INPUT FOR THIS TASK: Begin

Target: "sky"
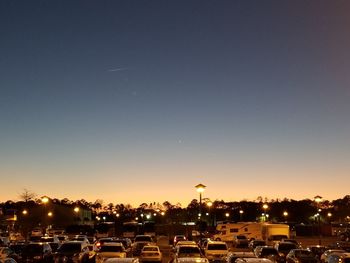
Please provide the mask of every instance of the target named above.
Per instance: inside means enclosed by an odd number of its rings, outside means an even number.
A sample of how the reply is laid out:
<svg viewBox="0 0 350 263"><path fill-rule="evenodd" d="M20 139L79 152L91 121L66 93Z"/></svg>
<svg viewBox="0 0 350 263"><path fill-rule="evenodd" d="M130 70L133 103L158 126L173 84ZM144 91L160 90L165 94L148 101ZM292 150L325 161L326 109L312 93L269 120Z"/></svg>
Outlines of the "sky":
<svg viewBox="0 0 350 263"><path fill-rule="evenodd" d="M0 1L0 201L335 200L349 1Z"/></svg>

INPUT FOR THIS TASK: End

→ **ASSIGNMENT**: Print each of the records above exactly as written, leaving no picture in the copy.

→ **TASK RESULT**:
Target: "sky"
Please provide the mask of every instance of the target named above.
Per instance: inside means enclosed by an odd number of its rings, outside means an even number.
A sample of how the reply is laid out:
<svg viewBox="0 0 350 263"><path fill-rule="evenodd" d="M20 139L79 152L91 121L66 93Z"/></svg>
<svg viewBox="0 0 350 263"><path fill-rule="evenodd" d="M130 70L133 103L158 126L173 84ZM144 91L160 90L165 94L148 101ZM292 150L325 161L326 109L312 93L269 120Z"/></svg>
Outlines of the "sky":
<svg viewBox="0 0 350 263"><path fill-rule="evenodd" d="M0 1L0 201L335 200L349 1Z"/></svg>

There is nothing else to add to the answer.